• _TASK TO COMPLETE_
Everything from the line that contains "written as (535,115)." through the final line of the records should be written out exactly, and nothing outside that span.

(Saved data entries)
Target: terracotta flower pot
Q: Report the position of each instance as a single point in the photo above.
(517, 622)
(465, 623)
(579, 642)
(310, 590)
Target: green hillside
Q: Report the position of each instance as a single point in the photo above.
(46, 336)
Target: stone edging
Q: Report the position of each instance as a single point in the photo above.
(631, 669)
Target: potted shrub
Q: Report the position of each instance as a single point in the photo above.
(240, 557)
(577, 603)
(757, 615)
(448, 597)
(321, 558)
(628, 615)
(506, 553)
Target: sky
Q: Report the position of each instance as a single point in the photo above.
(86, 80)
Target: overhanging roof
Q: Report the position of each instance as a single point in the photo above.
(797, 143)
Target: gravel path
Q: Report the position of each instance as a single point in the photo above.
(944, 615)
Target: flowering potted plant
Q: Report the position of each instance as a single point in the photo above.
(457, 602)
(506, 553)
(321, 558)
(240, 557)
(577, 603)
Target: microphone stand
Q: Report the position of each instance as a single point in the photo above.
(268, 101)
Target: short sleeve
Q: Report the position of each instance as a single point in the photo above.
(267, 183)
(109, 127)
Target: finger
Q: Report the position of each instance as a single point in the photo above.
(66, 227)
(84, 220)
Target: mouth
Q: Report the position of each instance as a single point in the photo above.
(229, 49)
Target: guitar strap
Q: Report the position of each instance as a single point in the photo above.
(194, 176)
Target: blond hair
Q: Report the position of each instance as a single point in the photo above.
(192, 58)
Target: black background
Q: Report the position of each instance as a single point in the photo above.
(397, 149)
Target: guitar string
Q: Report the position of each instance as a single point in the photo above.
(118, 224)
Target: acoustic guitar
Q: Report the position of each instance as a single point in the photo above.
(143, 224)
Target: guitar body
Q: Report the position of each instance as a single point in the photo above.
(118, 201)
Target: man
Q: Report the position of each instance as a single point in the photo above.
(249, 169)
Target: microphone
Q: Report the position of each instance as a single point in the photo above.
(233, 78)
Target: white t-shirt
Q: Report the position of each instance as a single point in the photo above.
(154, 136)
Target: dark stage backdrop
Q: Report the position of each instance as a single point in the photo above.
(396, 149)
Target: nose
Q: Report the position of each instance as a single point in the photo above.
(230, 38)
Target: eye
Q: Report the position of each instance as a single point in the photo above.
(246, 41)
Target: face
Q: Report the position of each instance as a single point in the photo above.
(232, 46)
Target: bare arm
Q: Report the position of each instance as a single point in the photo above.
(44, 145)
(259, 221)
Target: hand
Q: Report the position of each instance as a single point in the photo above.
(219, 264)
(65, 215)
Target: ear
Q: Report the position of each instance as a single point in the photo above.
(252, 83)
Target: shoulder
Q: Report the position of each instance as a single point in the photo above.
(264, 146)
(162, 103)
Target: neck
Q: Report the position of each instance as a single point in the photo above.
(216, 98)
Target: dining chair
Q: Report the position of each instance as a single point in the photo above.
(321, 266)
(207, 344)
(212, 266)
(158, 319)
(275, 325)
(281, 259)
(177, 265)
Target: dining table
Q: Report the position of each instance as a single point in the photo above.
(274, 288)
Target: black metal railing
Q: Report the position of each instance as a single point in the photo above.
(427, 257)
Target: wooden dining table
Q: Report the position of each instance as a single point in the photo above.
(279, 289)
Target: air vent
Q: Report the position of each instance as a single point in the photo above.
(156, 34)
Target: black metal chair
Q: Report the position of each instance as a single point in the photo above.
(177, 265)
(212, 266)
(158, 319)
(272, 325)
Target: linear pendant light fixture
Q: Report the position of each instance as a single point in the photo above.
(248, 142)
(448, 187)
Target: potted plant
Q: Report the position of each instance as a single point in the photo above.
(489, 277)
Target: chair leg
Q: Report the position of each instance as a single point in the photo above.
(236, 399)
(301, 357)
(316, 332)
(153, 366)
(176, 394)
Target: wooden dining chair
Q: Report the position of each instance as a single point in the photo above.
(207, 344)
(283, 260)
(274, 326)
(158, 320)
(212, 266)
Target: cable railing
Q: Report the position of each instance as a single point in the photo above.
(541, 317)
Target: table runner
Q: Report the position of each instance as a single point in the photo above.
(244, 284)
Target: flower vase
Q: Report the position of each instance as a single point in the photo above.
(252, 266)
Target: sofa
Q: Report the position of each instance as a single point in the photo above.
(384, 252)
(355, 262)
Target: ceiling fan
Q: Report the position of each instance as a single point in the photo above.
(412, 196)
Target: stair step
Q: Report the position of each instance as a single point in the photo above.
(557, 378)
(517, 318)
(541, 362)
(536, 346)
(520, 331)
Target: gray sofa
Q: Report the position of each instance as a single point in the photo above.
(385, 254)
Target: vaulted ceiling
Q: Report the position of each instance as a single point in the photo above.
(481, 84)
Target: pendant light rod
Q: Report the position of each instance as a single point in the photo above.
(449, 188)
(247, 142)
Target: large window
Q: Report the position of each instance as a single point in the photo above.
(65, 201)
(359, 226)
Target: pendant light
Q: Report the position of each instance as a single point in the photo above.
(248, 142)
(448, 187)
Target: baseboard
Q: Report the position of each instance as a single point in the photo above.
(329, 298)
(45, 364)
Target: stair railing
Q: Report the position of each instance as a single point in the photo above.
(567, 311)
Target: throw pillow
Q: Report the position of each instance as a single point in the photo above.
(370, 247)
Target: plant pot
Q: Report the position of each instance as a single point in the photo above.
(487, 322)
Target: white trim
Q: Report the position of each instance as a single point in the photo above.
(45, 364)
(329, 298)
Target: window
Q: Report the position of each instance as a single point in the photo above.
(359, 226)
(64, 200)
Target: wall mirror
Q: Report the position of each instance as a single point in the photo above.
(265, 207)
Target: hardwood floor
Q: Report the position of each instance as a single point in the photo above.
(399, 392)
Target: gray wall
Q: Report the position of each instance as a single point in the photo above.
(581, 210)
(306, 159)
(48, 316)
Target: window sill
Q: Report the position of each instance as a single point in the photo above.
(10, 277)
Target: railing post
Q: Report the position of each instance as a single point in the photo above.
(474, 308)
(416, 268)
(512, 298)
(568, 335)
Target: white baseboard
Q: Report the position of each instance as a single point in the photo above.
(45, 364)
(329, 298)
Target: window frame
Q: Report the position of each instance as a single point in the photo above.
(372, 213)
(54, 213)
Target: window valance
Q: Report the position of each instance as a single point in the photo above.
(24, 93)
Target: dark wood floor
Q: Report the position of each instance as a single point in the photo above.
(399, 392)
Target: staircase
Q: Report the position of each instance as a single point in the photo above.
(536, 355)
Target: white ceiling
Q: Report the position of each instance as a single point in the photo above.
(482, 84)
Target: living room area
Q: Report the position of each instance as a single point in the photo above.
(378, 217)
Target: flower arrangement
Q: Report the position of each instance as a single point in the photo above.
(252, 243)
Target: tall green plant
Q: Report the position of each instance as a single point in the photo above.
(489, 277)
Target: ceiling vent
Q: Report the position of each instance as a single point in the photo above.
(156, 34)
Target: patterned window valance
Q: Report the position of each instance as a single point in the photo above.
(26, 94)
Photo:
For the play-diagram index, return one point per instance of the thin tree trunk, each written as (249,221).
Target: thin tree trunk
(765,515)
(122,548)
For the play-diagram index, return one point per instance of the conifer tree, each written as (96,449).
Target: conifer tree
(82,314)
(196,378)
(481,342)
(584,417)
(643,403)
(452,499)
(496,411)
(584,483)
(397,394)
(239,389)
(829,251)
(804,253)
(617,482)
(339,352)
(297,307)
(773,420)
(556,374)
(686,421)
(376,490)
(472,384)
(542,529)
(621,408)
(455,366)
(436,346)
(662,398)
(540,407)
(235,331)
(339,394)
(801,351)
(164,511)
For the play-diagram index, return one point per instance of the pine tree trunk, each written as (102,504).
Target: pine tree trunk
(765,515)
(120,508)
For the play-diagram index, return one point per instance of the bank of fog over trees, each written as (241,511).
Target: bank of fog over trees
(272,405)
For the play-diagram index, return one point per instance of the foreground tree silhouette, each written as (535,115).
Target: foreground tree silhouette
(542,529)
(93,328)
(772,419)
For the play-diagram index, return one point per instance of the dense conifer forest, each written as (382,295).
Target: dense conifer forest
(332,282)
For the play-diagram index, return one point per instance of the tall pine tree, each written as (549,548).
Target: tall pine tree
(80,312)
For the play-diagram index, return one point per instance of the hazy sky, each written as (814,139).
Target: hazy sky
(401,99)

• _COMPLETE ANSWER_
For the play-diagram index, return one point per instance of the foreground tree silhouette, each written as (535,115).
Target: foreground tree silhouette
(542,529)
(93,328)
(772,419)
For the play-diagram index, return one point per instance of the dense conifer forest, each written as (382,295).
Target: dense conifer forest
(332,282)
For the play-diagram index, return one point per instance of the tall pine tree, each written as (549,548).
Target: tall pine tree
(80,312)
For the play-diagram index, return one point per instance of the hazy sky, each written as (814,139).
Target: hazy sky
(401,99)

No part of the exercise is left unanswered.